> **DATASET CONTENT**
--

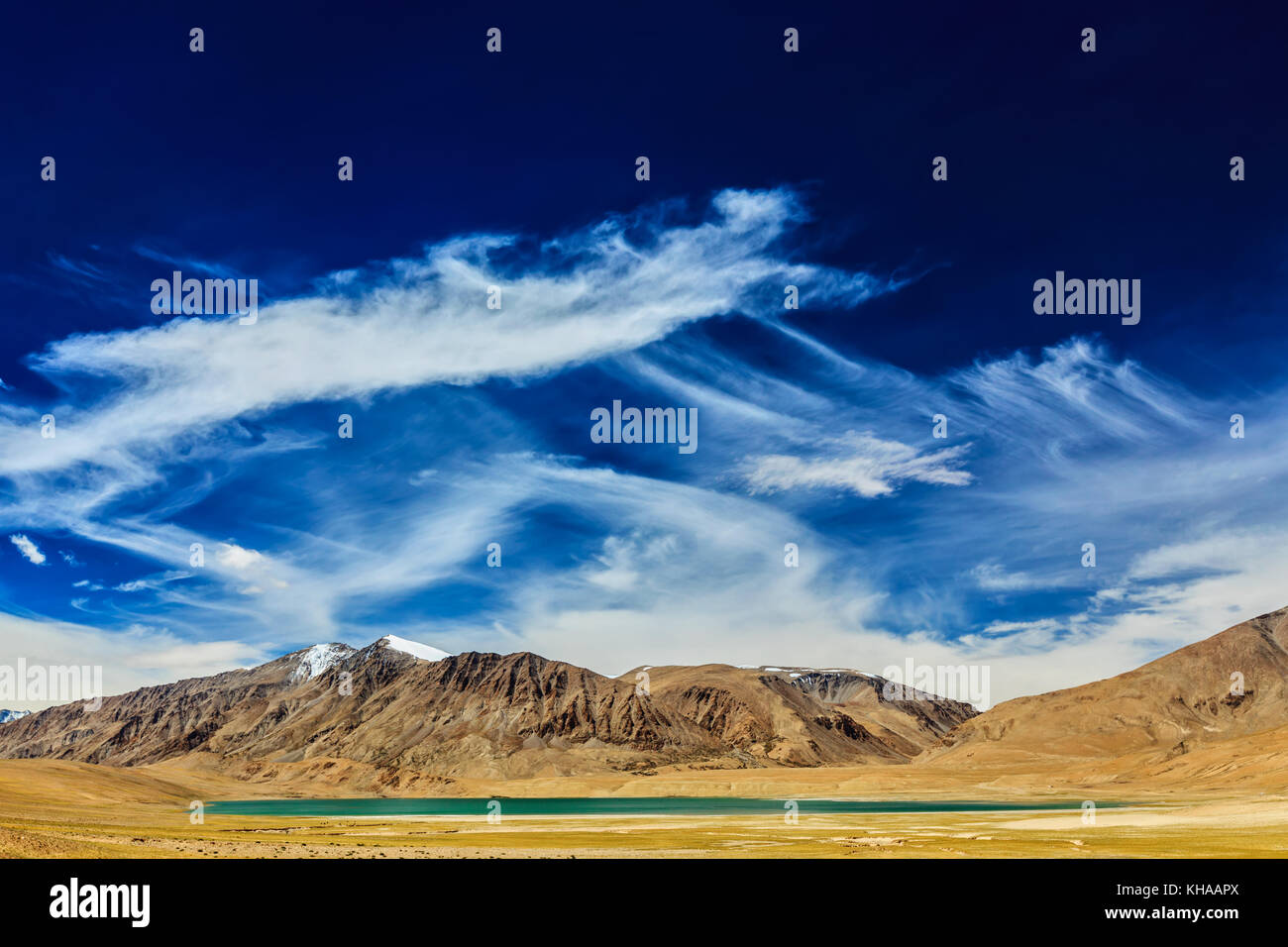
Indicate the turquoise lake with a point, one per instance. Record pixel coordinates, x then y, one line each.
665 805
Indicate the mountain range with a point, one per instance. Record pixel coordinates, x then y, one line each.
399 716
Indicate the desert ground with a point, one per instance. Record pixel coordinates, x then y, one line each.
51 809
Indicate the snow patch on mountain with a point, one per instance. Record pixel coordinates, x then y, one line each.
415 648
318 660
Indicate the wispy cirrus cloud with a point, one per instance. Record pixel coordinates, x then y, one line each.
29 549
861 464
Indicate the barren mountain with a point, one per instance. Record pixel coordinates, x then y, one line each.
416 714
1225 686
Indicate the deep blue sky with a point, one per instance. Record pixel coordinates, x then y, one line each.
1113 163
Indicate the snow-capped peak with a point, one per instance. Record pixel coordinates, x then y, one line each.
415 648
318 660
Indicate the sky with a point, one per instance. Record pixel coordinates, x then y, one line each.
472 425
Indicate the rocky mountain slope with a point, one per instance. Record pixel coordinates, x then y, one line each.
413 712
804 716
1224 688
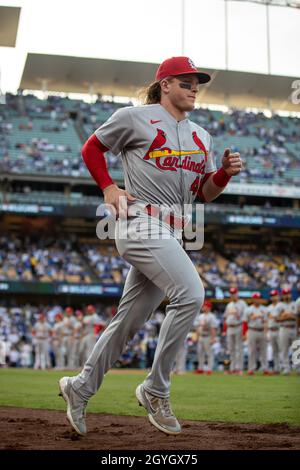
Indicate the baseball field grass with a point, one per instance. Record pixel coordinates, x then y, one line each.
234 399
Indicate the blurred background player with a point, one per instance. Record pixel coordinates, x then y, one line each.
273 329
57 341
256 316
67 334
77 350
233 328
41 332
287 318
206 332
90 326
180 359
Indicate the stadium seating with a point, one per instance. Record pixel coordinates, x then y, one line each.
38 136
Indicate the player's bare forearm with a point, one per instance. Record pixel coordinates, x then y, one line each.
216 183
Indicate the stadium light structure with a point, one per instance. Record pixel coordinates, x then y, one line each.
275 3
267 4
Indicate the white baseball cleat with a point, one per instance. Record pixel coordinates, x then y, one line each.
76 406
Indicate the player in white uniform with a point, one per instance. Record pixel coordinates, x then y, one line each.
76 349
57 341
67 333
273 329
167 160
287 318
234 318
206 331
41 333
256 317
90 322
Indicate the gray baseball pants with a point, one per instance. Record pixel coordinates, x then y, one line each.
160 268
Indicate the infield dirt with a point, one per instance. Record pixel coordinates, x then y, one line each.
23 429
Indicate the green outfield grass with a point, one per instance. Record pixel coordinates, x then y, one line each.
257 399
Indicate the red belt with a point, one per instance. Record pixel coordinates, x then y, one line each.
174 221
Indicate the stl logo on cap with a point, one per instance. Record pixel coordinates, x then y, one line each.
191 63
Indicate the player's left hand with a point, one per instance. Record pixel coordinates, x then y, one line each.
232 162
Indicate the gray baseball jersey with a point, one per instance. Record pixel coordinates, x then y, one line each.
235 319
272 311
289 307
89 322
163 160
261 312
42 330
207 321
57 331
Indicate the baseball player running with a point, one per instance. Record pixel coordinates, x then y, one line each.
256 315
273 329
207 330
287 319
167 160
234 318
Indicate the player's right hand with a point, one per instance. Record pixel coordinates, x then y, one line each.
118 199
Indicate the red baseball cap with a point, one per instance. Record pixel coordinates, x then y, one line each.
207 304
286 291
256 295
180 66
90 309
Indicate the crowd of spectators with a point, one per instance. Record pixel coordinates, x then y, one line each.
50 259
271 269
215 270
274 151
44 260
17 325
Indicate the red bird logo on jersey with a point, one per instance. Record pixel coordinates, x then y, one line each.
199 144
157 143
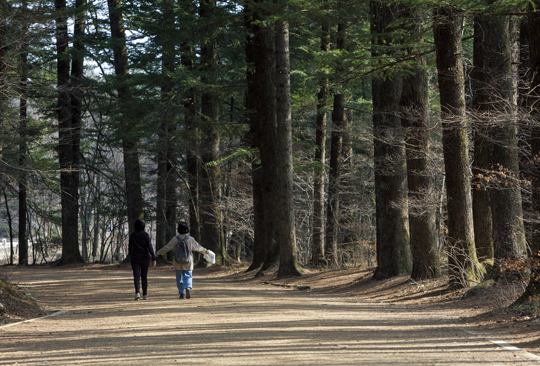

--

> **AIM OF THE TASK**
Starting at the line that has "Indicate the crowd" and going through the end of the items, could you write out every line again, the wording as well as the answers, with each pixel coordinate in the answers shifted up by 73? Leave the pictures out.

> **WRITTEN SOLUTION**
Indicate the crowd of spectators with a point, one per instance. Record pixel coordinates, x then y, one line each.
123 332
344 342
288 343
347 224
117 333
90 398
Indicate the red bird logo on jersey with a point, one per instance. Record pixel coordinates, x then y, one line each.
272 217
230 216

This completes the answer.